■ **PROBLEM TO SOLVE**
Rewrite each line of the listing below, replacing "Point out" with "Locate" and leaving everything else untouched.

──────

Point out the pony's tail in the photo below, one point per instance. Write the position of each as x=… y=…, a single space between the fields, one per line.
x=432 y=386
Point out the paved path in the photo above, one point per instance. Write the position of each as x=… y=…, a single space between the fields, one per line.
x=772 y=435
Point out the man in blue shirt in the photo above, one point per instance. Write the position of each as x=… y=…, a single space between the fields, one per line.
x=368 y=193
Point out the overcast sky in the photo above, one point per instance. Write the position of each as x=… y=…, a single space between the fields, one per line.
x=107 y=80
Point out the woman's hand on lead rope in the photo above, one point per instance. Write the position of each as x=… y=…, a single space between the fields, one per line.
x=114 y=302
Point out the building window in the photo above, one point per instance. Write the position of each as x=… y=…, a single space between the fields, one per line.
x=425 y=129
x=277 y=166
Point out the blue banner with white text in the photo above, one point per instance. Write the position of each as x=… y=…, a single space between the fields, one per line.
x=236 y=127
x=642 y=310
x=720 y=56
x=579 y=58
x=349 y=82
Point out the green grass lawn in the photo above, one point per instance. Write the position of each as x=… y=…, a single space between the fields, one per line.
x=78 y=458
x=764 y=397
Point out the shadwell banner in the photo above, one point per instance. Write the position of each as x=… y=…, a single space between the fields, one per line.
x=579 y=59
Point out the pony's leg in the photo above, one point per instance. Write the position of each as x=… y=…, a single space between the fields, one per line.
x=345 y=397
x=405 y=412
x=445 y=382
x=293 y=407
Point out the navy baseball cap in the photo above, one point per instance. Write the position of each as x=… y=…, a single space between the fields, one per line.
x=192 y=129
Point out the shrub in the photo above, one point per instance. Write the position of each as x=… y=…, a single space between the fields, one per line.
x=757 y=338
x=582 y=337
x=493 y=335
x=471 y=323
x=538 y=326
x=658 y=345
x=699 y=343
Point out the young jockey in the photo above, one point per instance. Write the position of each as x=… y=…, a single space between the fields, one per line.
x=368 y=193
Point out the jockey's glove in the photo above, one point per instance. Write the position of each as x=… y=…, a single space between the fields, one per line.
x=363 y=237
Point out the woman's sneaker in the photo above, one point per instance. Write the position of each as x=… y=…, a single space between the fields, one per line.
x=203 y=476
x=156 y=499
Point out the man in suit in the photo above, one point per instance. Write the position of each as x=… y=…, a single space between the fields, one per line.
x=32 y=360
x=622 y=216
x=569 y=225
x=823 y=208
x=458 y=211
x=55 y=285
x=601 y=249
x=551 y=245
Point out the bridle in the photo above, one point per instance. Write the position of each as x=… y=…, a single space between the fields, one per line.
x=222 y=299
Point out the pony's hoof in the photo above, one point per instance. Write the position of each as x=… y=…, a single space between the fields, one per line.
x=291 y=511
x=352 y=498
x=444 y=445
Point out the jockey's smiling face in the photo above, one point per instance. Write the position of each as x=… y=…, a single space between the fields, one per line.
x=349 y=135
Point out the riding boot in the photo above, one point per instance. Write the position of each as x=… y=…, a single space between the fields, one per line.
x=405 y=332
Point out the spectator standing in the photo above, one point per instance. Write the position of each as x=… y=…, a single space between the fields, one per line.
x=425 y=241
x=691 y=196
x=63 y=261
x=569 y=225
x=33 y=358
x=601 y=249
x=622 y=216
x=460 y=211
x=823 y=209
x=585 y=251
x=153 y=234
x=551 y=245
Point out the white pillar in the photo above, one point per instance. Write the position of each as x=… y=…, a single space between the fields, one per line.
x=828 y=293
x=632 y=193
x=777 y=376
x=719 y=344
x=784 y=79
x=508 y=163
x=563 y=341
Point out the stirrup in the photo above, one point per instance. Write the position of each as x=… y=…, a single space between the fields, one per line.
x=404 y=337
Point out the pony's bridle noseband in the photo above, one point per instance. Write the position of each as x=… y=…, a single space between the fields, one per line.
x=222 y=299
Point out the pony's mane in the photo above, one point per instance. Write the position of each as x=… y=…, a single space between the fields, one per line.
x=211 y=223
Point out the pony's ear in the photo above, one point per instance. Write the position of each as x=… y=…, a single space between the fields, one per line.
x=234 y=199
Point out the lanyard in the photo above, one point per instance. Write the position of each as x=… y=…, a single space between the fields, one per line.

──────

■ **ANSWER BELOW**
Locate the pony's tail in the photo below, one point per instance. Write the position of each as x=… y=…, a single space between the fields, one per line.
x=432 y=386
Locate the paved path in the photo above, one point per instance. Write the position of each as x=… y=…, a single space between the fields, one per line.
x=772 y=435
Locate the man in blue shirt in the photo above, one point per instance. Write the position of each as x=… y=…, a single space between the fields, one per line.
x=368 y=193
Locate the overcast sky in the photo above, one point per instance. Write the position of each as x=… y=…, a single space between the fields, one per line.
x=107 y=80
Locate the woman's hand on lead rope in the photo above, one point per instance. Write the position of each as x=… y=…, a single space between the fields, one per line.
x=114 y=302
Locate the building window in the photo above, one point per instance. Write the position of each as x=… y=…, a single space between the fields, one per line.
x=425 y=129
x=277 y=166
Locate the blue banner with white text in the photo above, one point per instance. Write the position of each as x=… y=…, a single space between the fields, one per line.
x=236 y=127
x=642 y=310
x=720 y=56
x=579 y=58
x=349 y=82
Locate the green grass lawn in the photo above, one point per instance. Write the position of each as x=… y=…, a single space between the fields, one per line.
x=78 y=458
x=764 y=397
Locate the shadwell banner in the photo above, one point per instance. Write the position of each as x=… y=…, a single space between the fields, one per line.
x=579 y=59
Locate the pony's leg in the photo above, one point per instance. Write the position of each as x=… y=…, a single space between the fields, one per line.
x=345 y=397
x=405 y=412
x=445 y=382
x=293 y=407
Locate the navy baseball cap in the photo above, one point per instance. Write the position of each as x=… y=…, a single space between the fields, one per line.
x=192 y=129
Locate the shrub in the photo above, one point per instance. Write the position of each as x=… y=…, a single space between the fields, one per line.
x=757 y=338
x=582 y=337
x=493 y=335
x=471 y=323
x=538 y=326
x=658 y=345
x=699 y=343
Locate the young jockey in the photo above, one point per instance. Write the position of each as x=… y=…, a single space between the fields, one per line.
x=368 y=193
Locate the jockey's glove in the photo above, one point per instance. Write the position of each as x=… y=…, a single space between the fields, one per line.
x=363 y=237
Locate the woman's sneaker in the photo above, one point per instance. Write the position of each as x=… y=…, a single space between the fields, one per line.
x=203 y=476
x=156 y=499
Locate the man in suit in the photo above, one point per instance. Write the position of each as x=… y=…, a single space between the fields, one per line.
x=32 y=360
x=622 y=216
x=569 y=225
x=823 y=208
x=458 y=211
x=55 y=285
x=601 y=249
x=551 y=245
Locate the bridle in the photo above, one point per instance. Write the position of each as x=… y=…, a single space between the fields, one per line.
x=222 y=299
Locate the pony's hoof in the photo above, one point per instance. Write the position of each as x=… y=…, a single space between the fields, one per line.
x=291 y=511
x=352 y=498
x=444 y=445
Locate the jockey's smiling face in the photo above, one point per instance. Write the position of each as x=… y=…, a single space between the fields, one per line.
x=349 y=135
Locate the riding boot in the photo above, one point per instance. Write the position of each as x=… y=…, a single space between the fields, one per line.
x=405 y=332
Locate the spectator standing in the photo above, one point per instance. Write the position of each as x=… y=…, a single space between the fields, one per line.
x=425 y=241
x=691 y=196
x=63 y=261
x=569 y=225
x=33 y=358
x=601 y=249
x=622 y=216
x=460 y=211
x=823 y=209
x=585 y=251
x=153 y=234
x=551 y=245
Locate the white pillar in the photo above, one point per instance. Write the position of each as x=… y=…, a single space between the fields, one per line.
x=828 y=293
x=632 y=193
x=777 y=376
x=719 y=344
x=784 y=79
x=508 y=163
x=563 y=341
Locate the stirrup in the photo above, one point per instance. Write the position of each as x=… y=…, a single space between the fields, one per line.
x=404 y=337
Locate the pony's bridle noseband in the photo above, one point per instance. Write the position of each as x=… y=…, a single space between the fields, one per line.
x=222 y=299
Locate the pony's mane in the photo above, one point per instance. Write the position of each as x=… y=…, a single space between the fields, one per line.
x=211 y=223
Locate the pony's ear in the photo above, one point per instance. Write the position of each as x=… y=…, a single space between the fields, one per line.
x=234 y=199
Locate the lanyard in the photo above, one point per instance. Write the position of each as x=… y=…, a single space between the fields, one per line.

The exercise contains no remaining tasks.